• **Task objective**: Set down each of the records below line for line, with every word and mark unchanged.
===== Exercise data =====
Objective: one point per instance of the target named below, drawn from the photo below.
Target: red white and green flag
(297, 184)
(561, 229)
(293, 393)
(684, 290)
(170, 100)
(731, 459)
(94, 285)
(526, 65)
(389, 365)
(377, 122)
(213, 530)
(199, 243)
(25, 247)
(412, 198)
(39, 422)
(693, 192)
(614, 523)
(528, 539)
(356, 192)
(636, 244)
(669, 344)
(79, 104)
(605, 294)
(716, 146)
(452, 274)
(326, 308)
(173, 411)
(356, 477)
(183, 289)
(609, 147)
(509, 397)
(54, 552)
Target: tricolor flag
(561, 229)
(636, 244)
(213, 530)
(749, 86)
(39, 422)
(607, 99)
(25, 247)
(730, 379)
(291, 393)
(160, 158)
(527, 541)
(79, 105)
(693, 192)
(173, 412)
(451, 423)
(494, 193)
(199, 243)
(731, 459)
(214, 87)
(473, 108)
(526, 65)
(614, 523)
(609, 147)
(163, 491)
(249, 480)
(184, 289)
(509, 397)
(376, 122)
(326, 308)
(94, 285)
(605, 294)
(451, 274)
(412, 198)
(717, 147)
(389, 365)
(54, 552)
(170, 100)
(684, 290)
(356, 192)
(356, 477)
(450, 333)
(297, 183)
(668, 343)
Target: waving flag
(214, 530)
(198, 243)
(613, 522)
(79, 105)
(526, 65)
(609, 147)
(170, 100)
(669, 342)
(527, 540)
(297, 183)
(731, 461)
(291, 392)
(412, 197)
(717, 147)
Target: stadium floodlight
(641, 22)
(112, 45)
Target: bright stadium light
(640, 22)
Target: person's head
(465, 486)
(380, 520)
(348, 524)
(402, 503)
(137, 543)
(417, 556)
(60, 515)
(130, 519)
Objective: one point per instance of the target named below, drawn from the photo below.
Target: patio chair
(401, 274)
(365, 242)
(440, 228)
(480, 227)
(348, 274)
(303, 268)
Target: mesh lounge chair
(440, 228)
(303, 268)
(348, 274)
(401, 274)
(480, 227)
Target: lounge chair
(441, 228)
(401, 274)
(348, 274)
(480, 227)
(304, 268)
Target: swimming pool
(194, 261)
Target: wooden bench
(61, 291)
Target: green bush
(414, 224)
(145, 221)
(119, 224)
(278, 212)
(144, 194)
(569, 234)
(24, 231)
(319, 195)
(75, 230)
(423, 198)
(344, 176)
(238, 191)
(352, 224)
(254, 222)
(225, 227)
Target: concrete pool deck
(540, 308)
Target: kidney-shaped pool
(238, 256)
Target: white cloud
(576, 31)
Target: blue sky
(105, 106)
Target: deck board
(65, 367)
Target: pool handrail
=====
• **Completed task**:
Objective: one point per instance of the target named below, drawn from the photo below.
Target: red white and green flag
(297, 184)
(561, 229)
(293, 393)
(684, 290)
(170, 100)
(731, 459)
(94, 285)
(526, 65)
(389, 365)
(377, 122)
(213, 530)
(199, 243)
(25, 247)
(412, 198)
(39, 422)
(693, 192)
(614, 523)
(528, 539)
(356, 192)
(636, 244)
(669, 344)
(79, 104)
(605, 294)
(716, 146)
(452, 274)
(326, 308)
(173, 411)
(356, 477)
(183, 289)
(609, 147)
(509, 397)
(54, 552)
Target: tricolor flag
(561, 229)
(636, 244)
(213, 530)
(749, 86)
(39, 422)
(607, 99)
(25, 247)
(730, 379)
(291, 393)
(160, 158)
(527, 541)
(79, 105)
(693, 192)
(173, 412)
(451, 423)
(494, 193)
(199, 243)
(731, 459)
(214, 87)
(473, 108)
(526, 65)
(614, 523)
(609, 147)
(163, 491)
(249, 480)
(184, 289)
(509, 397)
(376, 122)
(326, 308)
(94, 285)
(605, 294)
(451, 274)
(412, 198)
(717, 147)
(389, 365)
(54, 552)
(170, 100)
(684, 290)
(356, 192)
(356, 477)
(450, 333)
(297, 183)
(668, 343)
Target: waving flag
(214, 530)
(198, 243)
(613, 522)
(79, 105)
(526, 65)
(609, 147)
(170, 100)
(669, 342)
(527, 540)
(297, 183)
(731, 461)
(291, 392)
(412, 197)
(717, 147)
Target: stadium floodlight
(641, 22)
(112, 45)
Target: bright stadium light
(640, 22)
Target: person's head
(465, 486)
(380, 520)
(348, 524)
(402, 503)
(137, 543)
(417, 556)
(60, 515)
(130, 519)
Objective: one point per instance of the target named below, drawn from the photo below.
Target: patio chair
(401, 274)
(365, 242)
(440, 228)
(480, 227)
(348, 274)
(303, 268)
Target: mesh lounge chair
(440, 228)
(303, 268)
(348, 274)
(401, 274)
(480, 227)
Target: lounge chair
(441, 228)
(401, 274)
(348, 274)
(480, 227)
(304, 268)
Target: swimming pool
(194, 261)
Target: wooden bench
(61, 291)
Target: green bush
(414, 224)
(145, 221)
(119, 224)
(278, 212)
(144, 194)
(569, 234)
(24, 231)
(319, 195)
(75, 230)
(423, 198)
(344, 176)
(238, 191)
(352, 224)
(254, 222)
(225, 227)
Target: concrete pool deck
(540, 308)
Target: kidney-shaped pool
(238, 256)
Target: white cloud
(576, 31)
Target: blue sky
(105, 106)
Target: deck board
(65, 367)
Target: pool handrail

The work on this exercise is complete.